Source records
######
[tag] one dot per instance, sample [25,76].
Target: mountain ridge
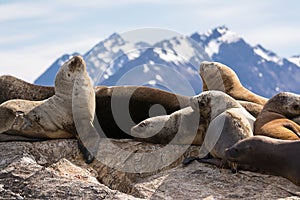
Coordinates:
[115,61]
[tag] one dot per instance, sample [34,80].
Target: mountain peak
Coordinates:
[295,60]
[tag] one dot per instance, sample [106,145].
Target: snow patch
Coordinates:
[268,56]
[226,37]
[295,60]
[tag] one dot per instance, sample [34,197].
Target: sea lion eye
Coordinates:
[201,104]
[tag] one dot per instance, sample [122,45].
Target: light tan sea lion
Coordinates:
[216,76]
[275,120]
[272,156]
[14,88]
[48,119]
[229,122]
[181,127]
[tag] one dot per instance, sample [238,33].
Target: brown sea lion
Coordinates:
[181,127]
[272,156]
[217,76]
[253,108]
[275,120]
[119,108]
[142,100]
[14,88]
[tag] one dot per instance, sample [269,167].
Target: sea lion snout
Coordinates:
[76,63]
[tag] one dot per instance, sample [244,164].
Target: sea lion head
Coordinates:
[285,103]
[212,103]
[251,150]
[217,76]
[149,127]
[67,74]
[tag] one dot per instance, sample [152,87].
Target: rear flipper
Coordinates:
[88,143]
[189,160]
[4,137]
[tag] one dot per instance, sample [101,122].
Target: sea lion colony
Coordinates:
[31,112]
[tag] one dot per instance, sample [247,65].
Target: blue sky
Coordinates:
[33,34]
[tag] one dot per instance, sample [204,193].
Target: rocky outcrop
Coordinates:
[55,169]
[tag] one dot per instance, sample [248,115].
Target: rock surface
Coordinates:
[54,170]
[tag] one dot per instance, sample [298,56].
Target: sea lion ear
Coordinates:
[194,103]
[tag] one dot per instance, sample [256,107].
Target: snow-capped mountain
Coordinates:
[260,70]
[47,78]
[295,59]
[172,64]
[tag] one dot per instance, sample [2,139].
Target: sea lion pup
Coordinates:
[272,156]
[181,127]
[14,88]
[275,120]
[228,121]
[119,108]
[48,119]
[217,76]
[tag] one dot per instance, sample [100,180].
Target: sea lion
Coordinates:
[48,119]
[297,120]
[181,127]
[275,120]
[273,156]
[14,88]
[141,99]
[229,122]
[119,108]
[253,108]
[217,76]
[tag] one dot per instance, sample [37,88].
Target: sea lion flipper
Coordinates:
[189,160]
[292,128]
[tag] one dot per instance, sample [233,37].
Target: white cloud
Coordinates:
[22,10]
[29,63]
######
Arrange every line of the listing above as a numbered list, skipping blank lines and leaving out any pictures.

:: THE SOLUTION ::
1. [tag] one dot per instance, sample [25,76].
2. Target: mountain ridge
3. Coordinates:
4. [115,61]
5. [tag] one dot per instance, sample [34,80].
6. Target: mountain peak
7. Coordinates:
8. [295,60]
9. [tag] one dot per instance, sample [106,145].
10. Target: snow patch
11. Coordinates:
12. [268,56]
13. [226,37]
14. [295,60]
15. [tag] one dot per instance, sample [34,197].
16. Target: sea lion eye
17. Coordinates:
18. [201,104]
19. [tag] one dot per instance, sample [122,45].
20. Target: light tan sea lion
21. Coordinates:
22. [216,76]
23. [275,120]
24. [272,156]
25. [14,88]
26. [48,119]
27. [229,122]
28. [181,127]
29. [tag] one dot per instance, sample [238,33].
30. Target: brown sea lion
31. Coordinates:
32. [181,127]
33. [272,156]
34. [217,76]
35. [253,108]
36. [275,120]
37. [119,108]
38. [142,100]
39. [14,88]
40. [tag] one dot per instance, sample [269,167].
41. Target: sea lion snout
42. Coordinates:
43. [76,63]
44. [tag] one dot per instance, sample [244,164].
45. Target: sea lion head
46. Coordinates:
47. [285,103]
48. [212,103]
49. [251,150]
50. [217,76]
51. [149,127]
52. [67,74]
53. [tag] one dot per instance, sample [152,87].
54. Target: rear flipper
55. Coordinates:
56. [88,143]
57. [189,160]
58. [4,137]
59. [tag] one dot per instance, sample [101,122].
60. Target: sea lion colony
61. Coordinates:
62. [31,112]
63. [tag] one dot per instance, sample [247,65].
64. Target: blue sky
65. Coordinates:
66. [33,34]
67. [tag] one dot per instance, sample [204,193].
68. Target: rocky outcrop
69. Coordinates:
70. [55,169]
71. [tag] one dot per instance, sample [248,115].
72. Target: rock surface
73. Coordinates:
74. [54,170]
75. [tag] one dot per instance, sample [298,56].
76. Target: sea lion ear
77. Coordinates:
78. [194,103]
79. [tag] one dot per instance, sample [256,107].
80. Target: snow-capped mountain
81. Coordinates:
82. [260,70]
83. [47,78]
84. [295,59]
85. [172,64]
86. [tag] one dot per instance, sample [2,139].
87. Target: sea lion pup
88. Coordinates:
89. [272,156]
90. [181,127]
91. [14,88]
92. [275,120]
93. [228,121]
94. [119,108]
95. [48,119]
96. [217,76]
97. [tag] one dot per instance, sample [100,180].
98. Target: sea lion
99. Coordinates:
100. [48,119]
101. [297,120]
102. [181,127]
103. [275,120]
104. [273,156]
105. [14,88]
106. [141,99]
107. [229,122]
108. [119,108]
109. [253,108]
110. [217,76]
111. [tag] one dot per instance, sample [37,88].
112. Target: sea lion flipper
113. Coordinates:
114. [189,160]
115. [292,128]
116. [tag] one dot per instance, sample [233,37].
117. Target: white cloud
118. Coordinates:
119. [22,10]
120. [29,63]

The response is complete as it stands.